━━━━━ Raw records
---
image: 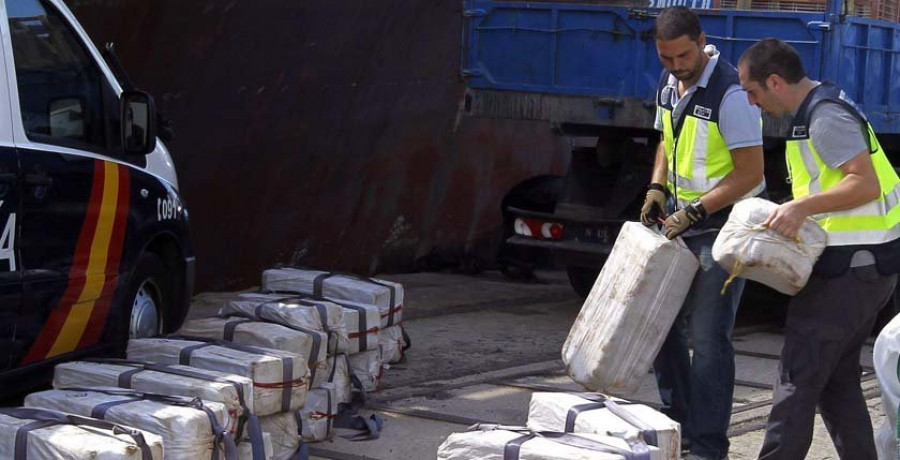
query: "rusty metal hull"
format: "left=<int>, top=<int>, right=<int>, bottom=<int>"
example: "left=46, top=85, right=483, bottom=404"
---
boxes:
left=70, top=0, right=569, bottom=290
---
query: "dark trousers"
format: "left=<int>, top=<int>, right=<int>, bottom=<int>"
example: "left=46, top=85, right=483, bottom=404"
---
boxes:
━━━━━━━━━━
* **Given problem**
Swap every "query" in the entries above for "target" and give all the lines again with nothing else changed. Leave the pictures out.

* **Solution to this problem**
---
image: 
target: "rusty metal hull"
format: "left=<int>, top=<int>, right=<int>, bottom=<int>"
example: "left=46, top=85, right=483, bottom=404"
---
boxes:
left=70, top=0, right=569, bottom=290
---
target: "dark trousers"
format: "left=<int>, top=<int>, right=<int>, bottom=<int>"
example: "left=46, top=85, right=483, bottom=404"
---
boxes:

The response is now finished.